(DATASET RECORDS)

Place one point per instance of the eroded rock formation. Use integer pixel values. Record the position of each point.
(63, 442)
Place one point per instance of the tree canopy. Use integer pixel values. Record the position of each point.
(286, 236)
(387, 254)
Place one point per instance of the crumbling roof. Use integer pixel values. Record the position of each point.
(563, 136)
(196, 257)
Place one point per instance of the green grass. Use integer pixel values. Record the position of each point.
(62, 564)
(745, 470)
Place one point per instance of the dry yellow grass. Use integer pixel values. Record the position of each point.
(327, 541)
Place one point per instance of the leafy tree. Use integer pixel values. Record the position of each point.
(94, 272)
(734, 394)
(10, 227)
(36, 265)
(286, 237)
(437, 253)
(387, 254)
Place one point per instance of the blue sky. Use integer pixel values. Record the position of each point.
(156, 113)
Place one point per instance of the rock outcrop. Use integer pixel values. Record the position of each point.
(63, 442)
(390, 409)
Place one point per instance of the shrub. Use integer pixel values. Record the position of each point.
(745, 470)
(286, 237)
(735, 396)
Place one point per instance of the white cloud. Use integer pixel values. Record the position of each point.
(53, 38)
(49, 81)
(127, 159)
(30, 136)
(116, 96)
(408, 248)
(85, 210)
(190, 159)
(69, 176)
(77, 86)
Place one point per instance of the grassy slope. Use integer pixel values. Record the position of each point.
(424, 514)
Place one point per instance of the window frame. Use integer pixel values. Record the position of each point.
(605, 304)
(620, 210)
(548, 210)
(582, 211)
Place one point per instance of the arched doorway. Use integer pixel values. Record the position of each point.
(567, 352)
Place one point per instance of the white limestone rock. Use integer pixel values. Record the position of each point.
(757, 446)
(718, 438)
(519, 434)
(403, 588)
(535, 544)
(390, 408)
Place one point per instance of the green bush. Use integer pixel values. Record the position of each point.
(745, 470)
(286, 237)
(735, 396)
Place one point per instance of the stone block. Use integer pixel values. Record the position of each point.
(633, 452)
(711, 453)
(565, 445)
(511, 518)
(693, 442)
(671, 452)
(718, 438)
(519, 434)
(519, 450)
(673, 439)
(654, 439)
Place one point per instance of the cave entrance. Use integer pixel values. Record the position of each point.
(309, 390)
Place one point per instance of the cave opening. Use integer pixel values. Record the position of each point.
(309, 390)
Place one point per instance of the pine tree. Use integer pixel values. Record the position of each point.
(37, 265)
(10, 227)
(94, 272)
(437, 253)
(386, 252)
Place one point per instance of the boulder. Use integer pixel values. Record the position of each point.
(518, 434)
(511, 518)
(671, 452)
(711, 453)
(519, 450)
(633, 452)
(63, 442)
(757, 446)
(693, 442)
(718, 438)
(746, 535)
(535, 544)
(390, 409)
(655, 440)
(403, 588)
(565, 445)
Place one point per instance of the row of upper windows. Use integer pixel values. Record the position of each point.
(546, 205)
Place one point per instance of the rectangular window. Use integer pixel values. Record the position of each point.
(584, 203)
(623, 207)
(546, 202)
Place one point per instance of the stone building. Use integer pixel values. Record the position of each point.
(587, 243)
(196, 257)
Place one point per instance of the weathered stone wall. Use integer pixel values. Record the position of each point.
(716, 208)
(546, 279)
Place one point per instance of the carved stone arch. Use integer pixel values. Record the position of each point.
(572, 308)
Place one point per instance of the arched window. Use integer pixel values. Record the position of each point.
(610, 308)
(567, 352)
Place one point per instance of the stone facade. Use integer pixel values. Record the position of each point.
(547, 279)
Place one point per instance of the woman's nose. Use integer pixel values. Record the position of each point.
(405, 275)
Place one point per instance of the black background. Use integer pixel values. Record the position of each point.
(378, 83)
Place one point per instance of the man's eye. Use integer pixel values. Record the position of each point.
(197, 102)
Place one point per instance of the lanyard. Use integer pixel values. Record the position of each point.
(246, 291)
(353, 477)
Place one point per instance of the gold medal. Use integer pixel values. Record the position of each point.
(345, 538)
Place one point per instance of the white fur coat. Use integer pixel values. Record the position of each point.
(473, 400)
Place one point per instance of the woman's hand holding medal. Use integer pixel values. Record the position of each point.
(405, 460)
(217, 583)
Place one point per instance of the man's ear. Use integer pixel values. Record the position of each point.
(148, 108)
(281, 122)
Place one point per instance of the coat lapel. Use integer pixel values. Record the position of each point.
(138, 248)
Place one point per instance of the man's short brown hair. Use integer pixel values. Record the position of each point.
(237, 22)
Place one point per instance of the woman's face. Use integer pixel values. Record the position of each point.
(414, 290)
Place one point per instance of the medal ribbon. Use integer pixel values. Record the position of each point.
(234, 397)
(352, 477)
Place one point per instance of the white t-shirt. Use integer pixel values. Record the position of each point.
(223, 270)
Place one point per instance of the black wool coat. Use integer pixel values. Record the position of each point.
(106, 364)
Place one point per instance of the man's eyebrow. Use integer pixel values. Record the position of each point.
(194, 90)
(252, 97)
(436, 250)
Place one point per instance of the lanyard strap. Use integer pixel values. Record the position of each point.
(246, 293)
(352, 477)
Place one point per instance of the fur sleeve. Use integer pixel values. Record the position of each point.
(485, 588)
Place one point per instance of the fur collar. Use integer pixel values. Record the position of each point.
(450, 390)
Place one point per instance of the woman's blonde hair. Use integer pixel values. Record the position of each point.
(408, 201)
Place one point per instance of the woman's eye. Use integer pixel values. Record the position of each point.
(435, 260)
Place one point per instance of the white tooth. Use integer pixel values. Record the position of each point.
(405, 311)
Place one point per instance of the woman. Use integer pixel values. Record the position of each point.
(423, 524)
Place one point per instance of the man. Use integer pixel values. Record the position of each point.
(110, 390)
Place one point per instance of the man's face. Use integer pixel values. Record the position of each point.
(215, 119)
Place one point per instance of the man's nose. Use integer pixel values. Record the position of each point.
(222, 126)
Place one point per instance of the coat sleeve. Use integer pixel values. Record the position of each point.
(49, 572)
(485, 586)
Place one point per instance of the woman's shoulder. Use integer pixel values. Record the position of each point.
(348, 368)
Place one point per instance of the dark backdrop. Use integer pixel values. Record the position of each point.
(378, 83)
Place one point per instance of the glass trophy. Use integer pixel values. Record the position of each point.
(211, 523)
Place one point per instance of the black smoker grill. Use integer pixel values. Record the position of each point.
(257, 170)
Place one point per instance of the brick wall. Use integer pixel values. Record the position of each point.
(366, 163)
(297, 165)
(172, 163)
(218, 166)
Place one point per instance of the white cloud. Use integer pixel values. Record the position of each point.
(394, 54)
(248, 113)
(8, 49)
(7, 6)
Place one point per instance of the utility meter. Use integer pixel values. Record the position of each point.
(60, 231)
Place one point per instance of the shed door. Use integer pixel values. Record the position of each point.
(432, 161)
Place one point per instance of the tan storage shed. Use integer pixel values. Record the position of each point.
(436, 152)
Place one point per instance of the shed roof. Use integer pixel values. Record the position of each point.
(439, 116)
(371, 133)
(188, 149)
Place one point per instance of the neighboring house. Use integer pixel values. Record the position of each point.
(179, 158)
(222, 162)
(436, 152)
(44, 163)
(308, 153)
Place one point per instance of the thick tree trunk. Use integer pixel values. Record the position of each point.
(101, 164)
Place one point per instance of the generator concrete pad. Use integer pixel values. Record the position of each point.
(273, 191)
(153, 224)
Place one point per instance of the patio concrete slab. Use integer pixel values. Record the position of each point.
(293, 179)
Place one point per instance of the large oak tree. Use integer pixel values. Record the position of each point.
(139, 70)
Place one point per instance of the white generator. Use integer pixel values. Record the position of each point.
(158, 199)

(INSTRUCTIONS FOR THE TASK) Set down nothing but the lines from the one containing "Place one point per instance of the thick" through the final line above, exactly as written.

(RESULT)
Place one point per instance of the thick tree trunk. Use integer pixel values. Record the position of each point.
(101, 164)
Place one point per instance of the generator concrete pad. Use integer pixel values. Record the position of each point.
(273, 191)
(153, 224)
Place one point per instance of the patio concrete slab. Use integer pixel values. Record the position of each point.
(293, 179)
Place one point per instance of the large oak tree. Use integer pixel values. Record the position of each point.
(139, 70)
Place one point per instance of the white generator. Use integer pixel values. Record the position of each point.
(158, 199)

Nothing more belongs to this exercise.